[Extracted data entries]
----------------

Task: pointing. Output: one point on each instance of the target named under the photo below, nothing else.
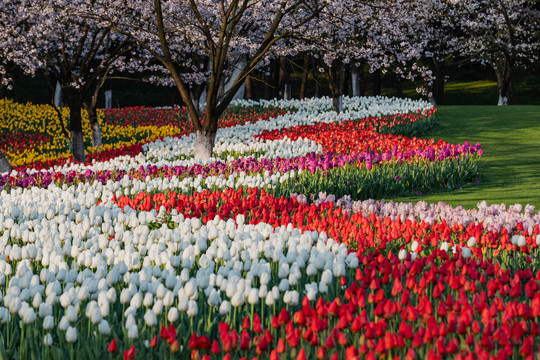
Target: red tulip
(215, 348)
(175, 346)
(113, 347)
(130, 353)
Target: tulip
(71, 335)
(130, 353)
(113, 347)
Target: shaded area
(510, 167)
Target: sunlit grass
(510, 167)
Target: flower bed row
(151, 254)
(112, 272)
(124, 131)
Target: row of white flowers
(63, 256)
(240, 140)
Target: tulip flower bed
(146, 253)
(124, 131)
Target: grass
(510, 166)
(479, 92)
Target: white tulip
(71, 314)
(172, 315)
(150, 318)
(253, 296)
(48, 322)
(29, 316)
(192, 308)
(224, 308)
(326, 277)
(47, 340)
(71, 335)
(104, 328)
(133, 332)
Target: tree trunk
(270, 80)
(354, 81)
(249, 88)
(204, 144)
(399, 87)
(284, 77)
(3, 86)
(5, 166)
(336, 85)
(377, 83)
(75, 120)
(92, 115)
(346, 79)
(504, 71)
(305, 74)
(437, 89)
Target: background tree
(79, 53)
(207, 37)
(501, 34)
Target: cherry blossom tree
(79, 53)
(206, 38)
(5, 166)
(502, 34)
(352, 33)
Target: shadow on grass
(510, 166)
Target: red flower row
(355, 230)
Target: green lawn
(510, 166)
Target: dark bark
(346, 79)
(505, 82)
(377, 83)
(75, 125)
(270, 81)
(336, 85)
(3, 87)
(437, 89)
(399, 87)
(305, 75)
(52, 89)
(205, 138)
(362, 81)
(5, 166)
(284, 78)
(249, 88)
(93, 119)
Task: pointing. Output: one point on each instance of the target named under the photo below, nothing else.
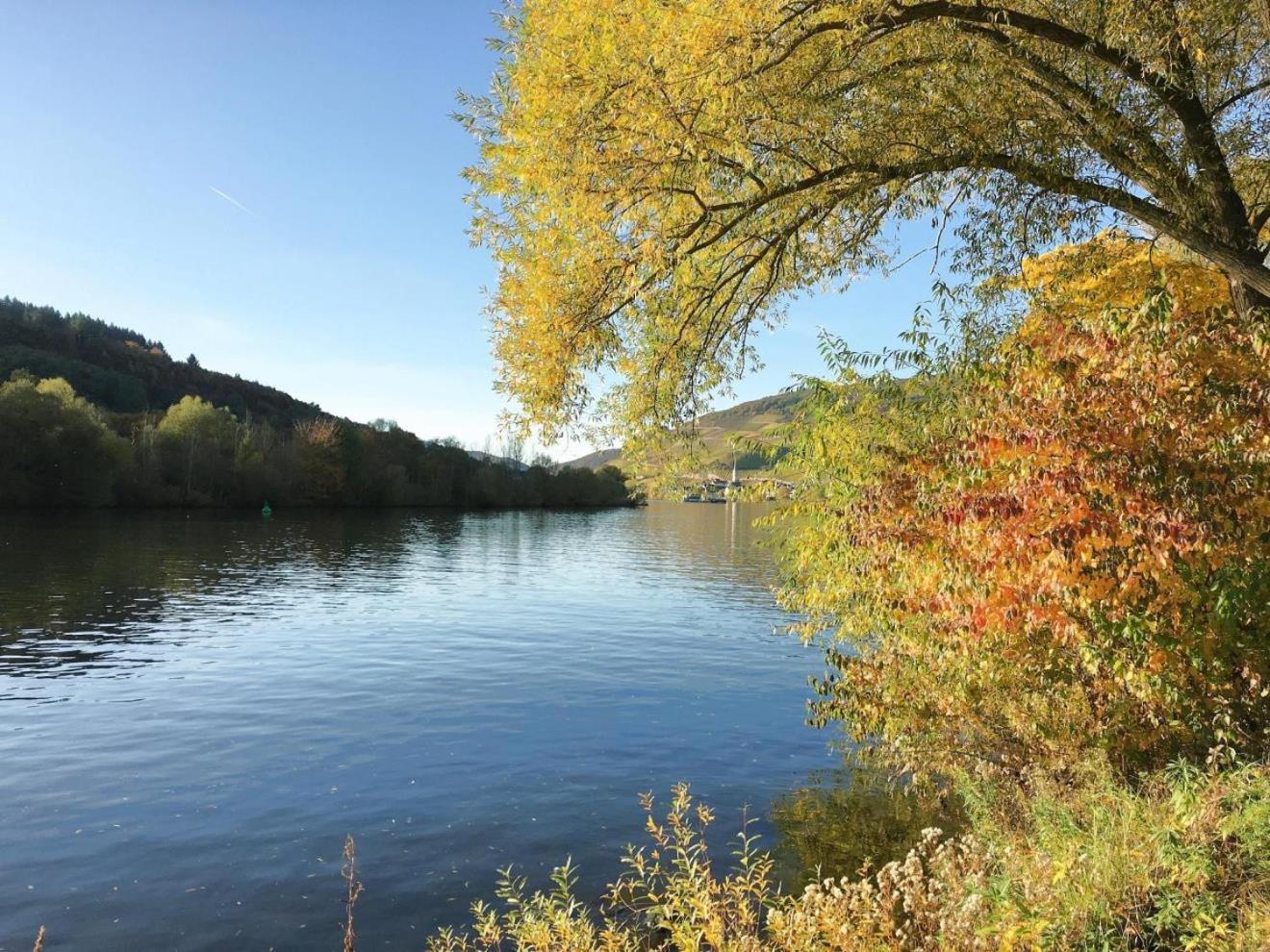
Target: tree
(657, 177)
(1059, 547)
(203, 439)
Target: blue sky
(274, 188)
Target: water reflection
(849, 815)
(457, 689)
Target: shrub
(1063, 544)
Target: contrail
(231, 201)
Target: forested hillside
(746, 433)
(93, 415)
(122, 371)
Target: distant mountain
(506, 461)
(722, 431)
(597, 460)
(135, 428)
(125, 372)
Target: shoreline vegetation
(93, 433)
(1034, 538)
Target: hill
(94, 415)
(122, 371)
(724, 432)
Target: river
(195, 709)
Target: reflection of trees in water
(714, 542)
(846, 816)
(79, 588)
(82, 587)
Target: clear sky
(274, 188)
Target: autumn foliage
(1070, 548)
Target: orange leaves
(1082, 544)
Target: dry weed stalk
(348, 871)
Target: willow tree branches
(657, 178)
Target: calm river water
(195, 710)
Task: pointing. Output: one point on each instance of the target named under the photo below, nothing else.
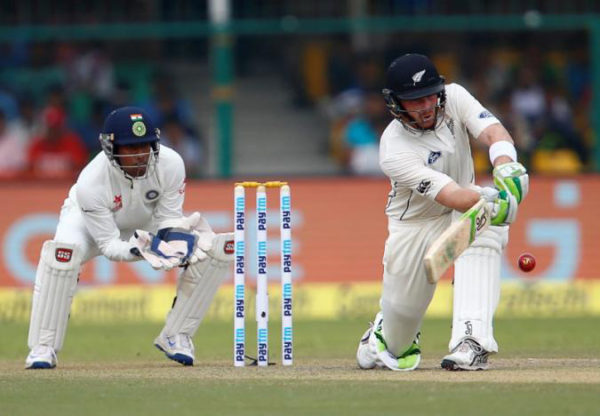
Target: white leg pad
(477, 289)
(197, 287)
(55, 284)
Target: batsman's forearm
(456, 197)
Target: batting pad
(55, 284)
(477, 289)
(197, 287)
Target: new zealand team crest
(117, 203)
(433, 156)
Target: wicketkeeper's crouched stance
(127, 205)
(425, 151)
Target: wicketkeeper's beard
(135, 169)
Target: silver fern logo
(417, 76)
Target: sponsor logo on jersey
(152, 194)
(433, 156)
(424, 186)
(450, 125)
(63, 255)
(228, 248)
(117, 203)
(418, 76)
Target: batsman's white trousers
(406, 293)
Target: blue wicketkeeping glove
(157, 252)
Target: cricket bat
(456, 239)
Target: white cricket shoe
(41, 356)
(177, 347)
(366, 354)
(468, 355)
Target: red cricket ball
(526, 262)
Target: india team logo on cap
(139, 128)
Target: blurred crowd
(542, 95)
(53, 104)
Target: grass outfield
(549, 367)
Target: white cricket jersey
(420, 164)
(111, 204)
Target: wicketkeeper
(425, 151)
(127, 206)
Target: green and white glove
(512, 178)
(503, 205)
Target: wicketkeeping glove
(157, 252)
(512, 177)
(193, 236)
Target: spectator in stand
(13, 148)
(58, 152)
(181, 139)
(559, 120)
(90, 129)
(361, 137)
(165, 102)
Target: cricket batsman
(425, 152)
(127, 206)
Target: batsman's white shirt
(419, 165)
(104, 207)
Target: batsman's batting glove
(155, 251)
(503, 205)
(512, 177)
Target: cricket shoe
(366, 354)
(177, 347)
(41, 356)
(468, 355)
(407, 361)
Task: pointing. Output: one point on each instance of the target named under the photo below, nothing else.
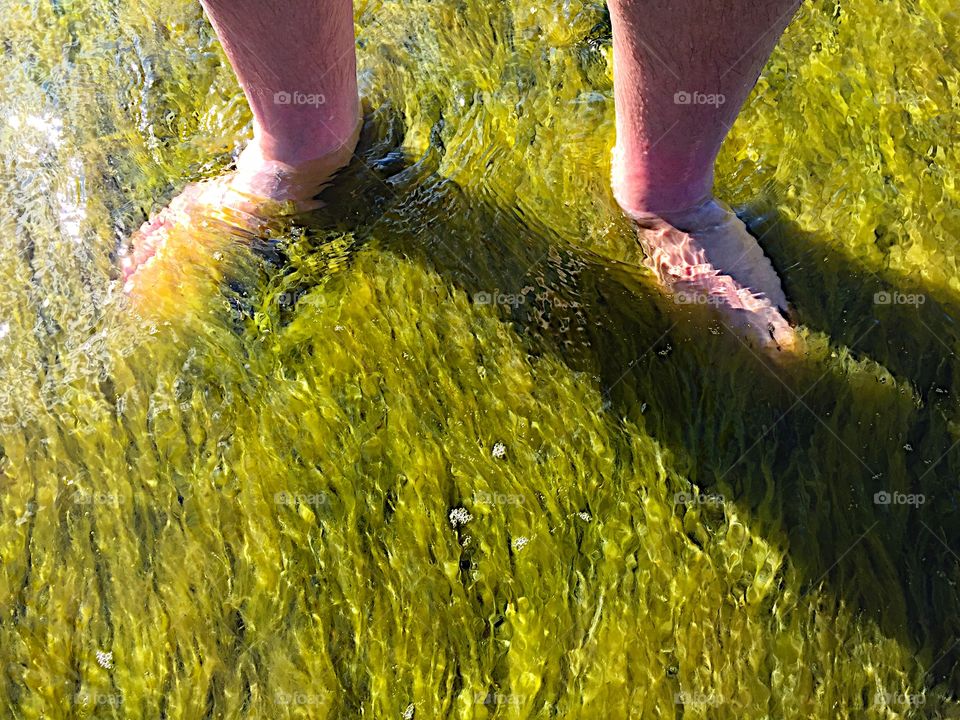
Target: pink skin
(668, 139)
(293, 50)
(663, 160)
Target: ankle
(645, 188)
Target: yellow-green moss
(329, 482)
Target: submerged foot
(241, 203)
(706, 256)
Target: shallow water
(441, 449)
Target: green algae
(327, 480)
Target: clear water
(321, 476)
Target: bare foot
(706, 256)
(238, 204)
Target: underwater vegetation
(441, 449)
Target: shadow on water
(829, 453)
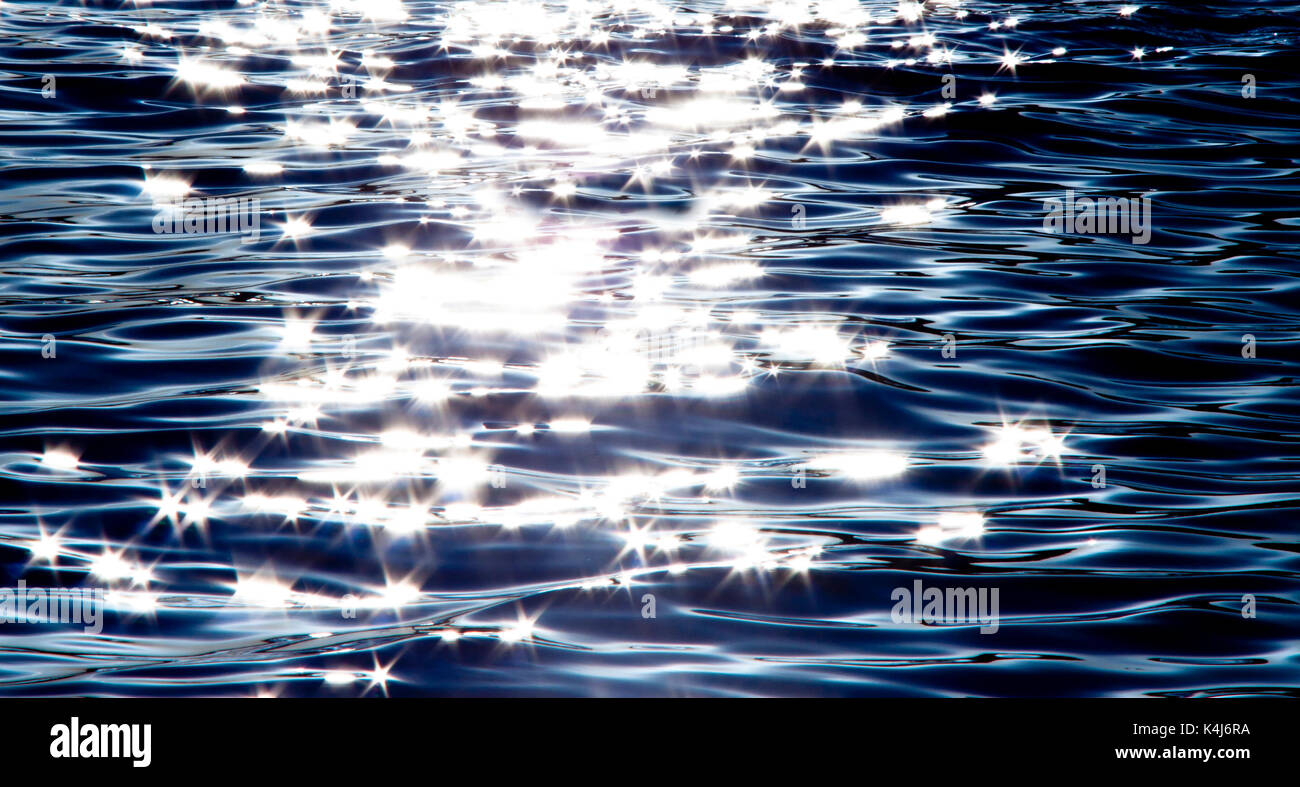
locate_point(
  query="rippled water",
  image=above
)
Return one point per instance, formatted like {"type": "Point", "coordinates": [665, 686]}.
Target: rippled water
{"type": "Point", "coordinates": [631, 349]}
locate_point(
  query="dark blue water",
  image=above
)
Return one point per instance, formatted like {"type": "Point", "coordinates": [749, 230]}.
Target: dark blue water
{"type": "Point", "coordinates": [637, 349]}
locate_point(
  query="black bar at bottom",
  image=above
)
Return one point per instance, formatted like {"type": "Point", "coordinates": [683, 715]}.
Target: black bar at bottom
{"type": "Point", "coordinates": [680, 739]}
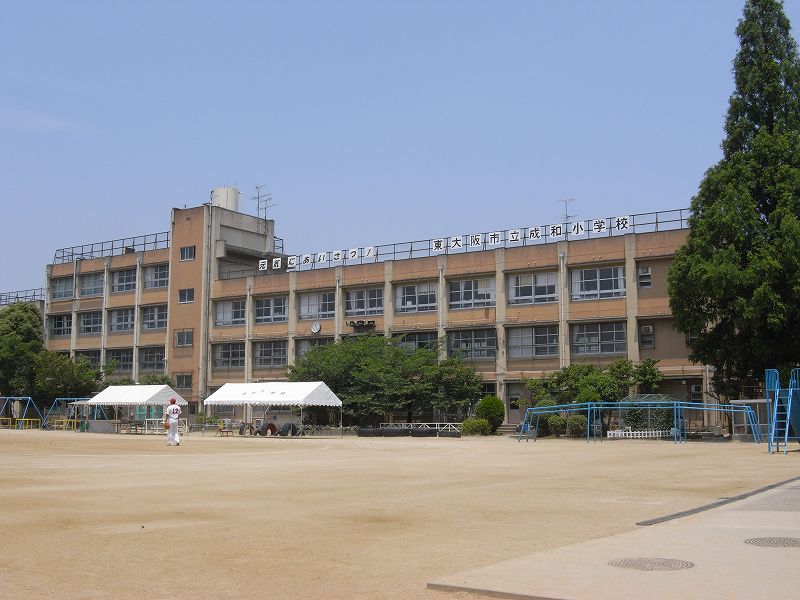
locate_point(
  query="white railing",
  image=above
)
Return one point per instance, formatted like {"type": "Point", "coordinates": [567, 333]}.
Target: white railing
{"type": "Point", "coordinates": [648, 434]}
{"type": "Point", "coordinates": [156, 426]}
{"type": "Point", "coordinates": [436, 426]}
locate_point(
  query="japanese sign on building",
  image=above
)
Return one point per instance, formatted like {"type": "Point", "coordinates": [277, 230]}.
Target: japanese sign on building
{"type": "Point", "coordinates": [535, 234]}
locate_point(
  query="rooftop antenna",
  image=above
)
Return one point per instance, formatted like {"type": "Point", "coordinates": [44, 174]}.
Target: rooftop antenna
{"type": "Point", "coordinates": [263, 204]}
{"type": "Point", "coordinates": [567, 216]}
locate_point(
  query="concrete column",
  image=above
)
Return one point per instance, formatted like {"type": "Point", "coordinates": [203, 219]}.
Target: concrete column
{"type": "Point", "coordinates": [136, 315]}
{"type": "Point", "coordinates": [388, 297]}
{"type": "Point", "coordinates": [443, 306]}
{"type": "Point", "coordinates": [73, 338]}
{"type": "Point", "coordinates": [631, 297]}
{"type": "Point", "coordinates": [338, 315]}
{"type": "Point", "coordinates": [291, 324]}
{"type": "Point", "coordinates": [106, 315]}
{"type": "Point", "coordinates": [249, 351]}
{"type": "Point", "coordinates": [563, 306]}
{"type": "Point", "coordinates": [501, 303]}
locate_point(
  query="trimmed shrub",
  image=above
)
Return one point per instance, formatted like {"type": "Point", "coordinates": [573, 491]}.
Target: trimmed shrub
{"type": "Point", "coordinates": [544, 428]}
{"type": "Point", "coordinates": [473, 426]}
{"type": "Point", "coordinates": [557, 424]}
{"type": "Point", "coordinates": [493, 410]}
{"type": "Point", "coordinates": [576, 425]}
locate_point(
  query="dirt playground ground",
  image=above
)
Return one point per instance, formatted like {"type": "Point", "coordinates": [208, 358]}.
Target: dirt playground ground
{"type": "Point", "coordinates": [118, 516]}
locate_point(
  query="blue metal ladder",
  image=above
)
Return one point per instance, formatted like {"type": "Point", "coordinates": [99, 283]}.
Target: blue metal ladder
{"type": "Point", "coordinates": [785, 414]}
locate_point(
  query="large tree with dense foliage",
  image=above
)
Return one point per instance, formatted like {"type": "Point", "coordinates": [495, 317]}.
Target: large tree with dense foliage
{"type": "Point", "coordinates": [20, 343]}
{"type": "Point", "coordinates": [58, 376]}
{"type": "Point", "coordinates": [735, 285]}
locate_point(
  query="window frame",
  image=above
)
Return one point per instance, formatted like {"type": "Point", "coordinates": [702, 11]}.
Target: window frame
{"type": "Point", "coordinates": [469, 348]}
{"type": "Point", "coordinates": [177, 338]}
{"type": "Point", "coordinates": [267, 309]}
{"type": "Point", "coordinates": [230, 313]}
{"type": "Point", "coordinates": [93, 356]}
{"type": "Point", "coordinates": [62, 288]}
{"type": "Point", "coordinates": [123, 366]}
{"type": "Point", "coordinates": [644, 276]}
{"type": "Point", "coordinates": [540, 338]}
{"type": "Point", "coordinates": [277, 357]}
{"type": "Point", "coordinates": [146, 319]}
{"type": "Point", "coordinates": [647, 341]}
{"type": "Point", "coordinates": [476, 292]}
{"type": "Point", "coordinates": [312, 343]}
{"type": "Point", "coordinates": [161, 278]}
{"type": "Point", "coordinates": [86, 291]}
{"type": "Point", "coordinates": [416, 340]}
{"type": "Point", "coordinates": [586, 345]}
{"type": "Point", "coordinates": [63, 329]}
{"type": "Point", "coordinates": [146, 364]}
{"type": "Point", "coordinates": [234, 360]}
{"type": "Point", "coordinates": [413, 293]}
{"type": "Point", "coordinates": [120, 284]}
{"type": "Point", "coordinates": [539, 284]}
{"type": "Point", "coordinates": [95, 327]}
{"type": "Point", "coordinates": [368, 302]}
{"type": "Point", "coordinates": [117, 325]}
{"type": "Point", "coordinates": [583, 287]}
{"type": "Point", "coordinates": [324, 303]}
{"type": "Point", "coordinates": [184, 256]}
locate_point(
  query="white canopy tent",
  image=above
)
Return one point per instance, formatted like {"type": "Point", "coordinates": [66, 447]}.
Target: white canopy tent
{"type": "Point", "coordinates": [142, 397]}
{"type": "Point", "coordinates": [301, 394]}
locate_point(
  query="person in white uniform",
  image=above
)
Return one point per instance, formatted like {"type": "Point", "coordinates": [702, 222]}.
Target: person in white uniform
{"type": "Point", "coordinates": [171, 418]}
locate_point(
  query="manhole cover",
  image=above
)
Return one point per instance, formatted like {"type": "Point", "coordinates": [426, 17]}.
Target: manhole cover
{"type": "Point", "coordinates": [774, 542]}
{"type": "Point", "coordinates": [651, 564]}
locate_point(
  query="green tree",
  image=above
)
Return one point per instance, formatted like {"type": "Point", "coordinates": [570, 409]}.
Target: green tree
{"type": "Point", "coordinates": [647, 376]}
{"type": "Point", "coordinates": [735, 285]}
{"type": "Point", "coordinates": [157, 380]}
{"type": "Point", "coordinates": [457, 386]}
{"type": "Point", "coordinates": [375, 376]}
{"type": "Point", "coordinates": [493, 410]}
{"type": "Point", "coordinates": [58, 376]}
{"type": "Point", "coordinates": [20, 343]}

----------------

Extract each line above that contains the string "grass".

• Output:
Target: sunlit grass
Target: grass
Target: shadow on grass
Target: grass outfield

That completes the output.